SÉRIE D’EXERCICES:
A. Reproduisez le passage de l’article sur la Pitié-Salpêtrière qui s’ouvre sur les mots contenant "Le soir du 1er mai, devant" et se clôt sur "était déjà ouvert.".
B. D’après l’article sur la Pitié-Salpêtrière, où le collectif des 34 interpellés a-t-il donné sa première conférence de presse ?
C. Pour chacune des affirmations suivantes, dites si elle concorde avec l’article sur la Pitié-Salpêtrière, en citant les mots du texte qui tranchent.
(i) Martin Hirsch a annoncé dans un tweet son intention de porter plainte.
(ii) La conférence de presse a commencé à l’heure prévue.
(iii) Des aides-soignants ont donné du sérum physiologique à Camille.

Pitié-Salpêtrière : médecins et témoins contre l’instrumentalisation par Martin Hirsch et Agnès Buzyn

Pitié-Salpêtrière : médecins et témoins contre l’instrumentalisation par Martin Hirsch et Agnès Buzyn

Reportage - Samedi, les manifestants interpellés le 1er mai donnaient une conférence de presse

Leur “intrusion” dans l’hôpital avait été qualifiée de “viol” par Agnès Buzyn et Martin Hirsch avait annoncé porter plainte. Les 34 manifestants interpellés à la Pitié-Salpêtrière le 1er mai s’agacent des ces réactions démesurées et remercient le personnel soignant de l’hôpital.

“Ça va bientôt commencer !” Dans ce petit local du 13e arrondissement de Paris, c’est l’effervescence. Ici, juste en face d’un commissariat, le collectif des 34 interpellés de la Pitié-Salpêtrière s’est réuni pour donner sa première conférence de presse.

Après une petite demie-heure de retard, une dizaine de membres du collectif pointent le bout de leur nez et s’assoient en face des journalistes. Les plus jeunes, des étudiants d’une vingtaine d’année, ont l’air abattu. “Il n’y aura pas de questions collectives, mais des entretiens individuels à la fin !” fait-on savoir d’emblée.



Une plainte de Martin Hirsch “incompréhensible”


Le soir du 1er mai, devant les caméras de BFM, le directeur général de l’AP-HP Martin Hirsch s’étranglait : “Ce sont des gens qui ne savent pas ce qu’est le respect dû à un établissement où on soigne”. Et annonçait dans un tweet qu’il allait porter plainte. Une décision incompréhensible pour Camille, la vingtaine : “On n’a rien fait”, lâche-t-elle. Même réaction pour Ariane*, une autre interpellée : “On n’a rien fait, c’est ridicule !”


“On s’est fait charger par les CRS, il y avait des gaz lacrymogènes", raconte Camille. "C’était très violent. On a eu peur, et la seule issue qu’on a trouvée, c’était une rue sur le côté." Elle explique d’une voix chevrotante ne pas avoir vu le grillage de l'hôpital, qui était déjà ouvert.

“On s’est assis sur le trottoir pour reprendre nos forces. Là, les voltigeurs [policiers à moto, ndlr] sont arrivés d’un côté, et les CRS de l’autre… La seule issue qu’on a trouvée, c’est monter les escaliers. On savait pas qu’ils menaient au service de réanimation, on voulait juste se protéger. On n’est même pas rentré dans l’hôpital !”, se défend-elle, angoissée.

Pour Agnès Buzyn, les manifestants ont “violé” l’hôpital


Toujours sur BFM, le soir du 1er mai, la ministre de la Santé Agnès Buzyn se disait “extrêmement choquée qu’un hôpital ait pu faire l’objet d’une intrusion et de violences potentielles”, avant de saluer le “sang froid” du personnel de la Pitié-Salpêtrière face à des manifestants qui auraient “violé un hôpital”.

Pour Camille, c’est la douche froide. Elle ne s’est rendue compte qu’elle était dans un hôpital qu’au moment où elle a croisé des aides-soignants. Et affirme que le personnel la Pitié-Salpêtrière a été très “bienveillant” avec les manifestants. La jeune femme se rappelle :

“Les aides-soignants m’ont distribué du sérum phy.”

EXTRAIT DE DONNÉES:
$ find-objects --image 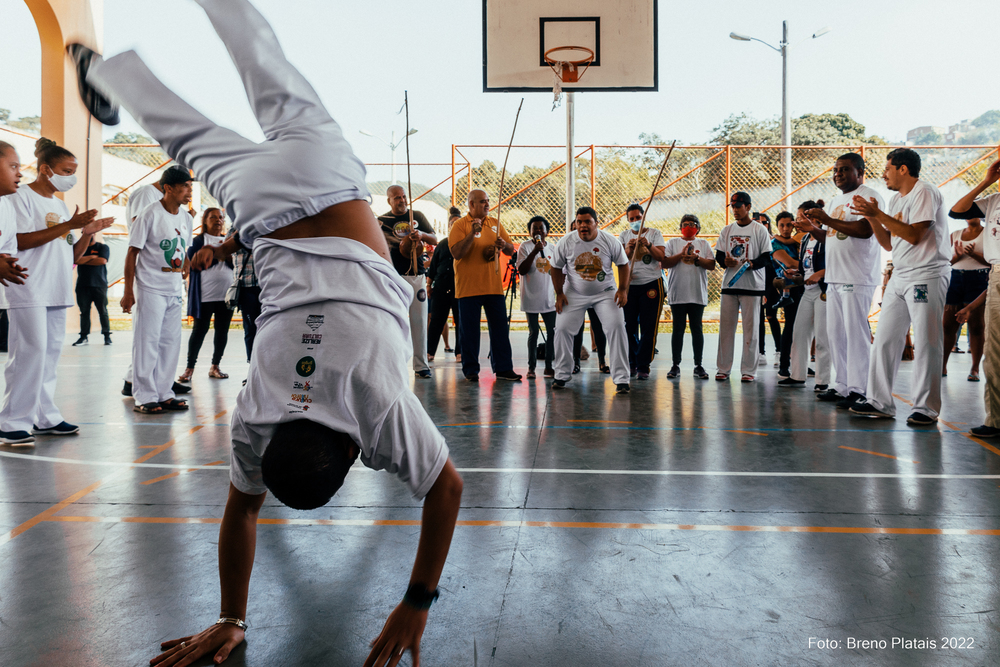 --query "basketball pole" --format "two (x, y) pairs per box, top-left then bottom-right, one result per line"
(566, 90), (576, 233)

RÉPONSES PAR EXERCICE:
A.
Le soir du 1er mai, devant les caméras de BFM, le directeur général de l’AP-HP Martin Hirsch s’étranglait : “Ce sont des gens qui ne savent pas ce qu’est le respect dû à un établissement où on soigne”. Et annonçait dans un tweet qu’il allait porter plainte. Une décision incompréhensible pour Camille, la vingtaine : “On n’a rien fait”, lâche-t-elle. Même réaction pour Ariane*, une autre interpellée : “On n’a rien fait, c’est ridicule !”


“On s’est fait charger par les CRS, il y avait des gaz lacrymogènes", raconte Camille. "C’était très violent. On a eu peur, et la seule issue qu’on a trouvée, c’était une rue sur le côté." Elle explique d’une voix chevrotante ne pas avoir vu le grillage de l'hôpital, qui était déjà ouvert.

B. Dans un petit local du 13e arrondissement de Paris, juste en face d’un commissariat.

C.
(i) Oui : « Et annonçait dans un tweet qu’il allait porter plainte. »
(ii) Non : « Après une petite demie-heure de retard »
(iii) Oui : « Les aides-soignants m’ont distribué du sérum phy. »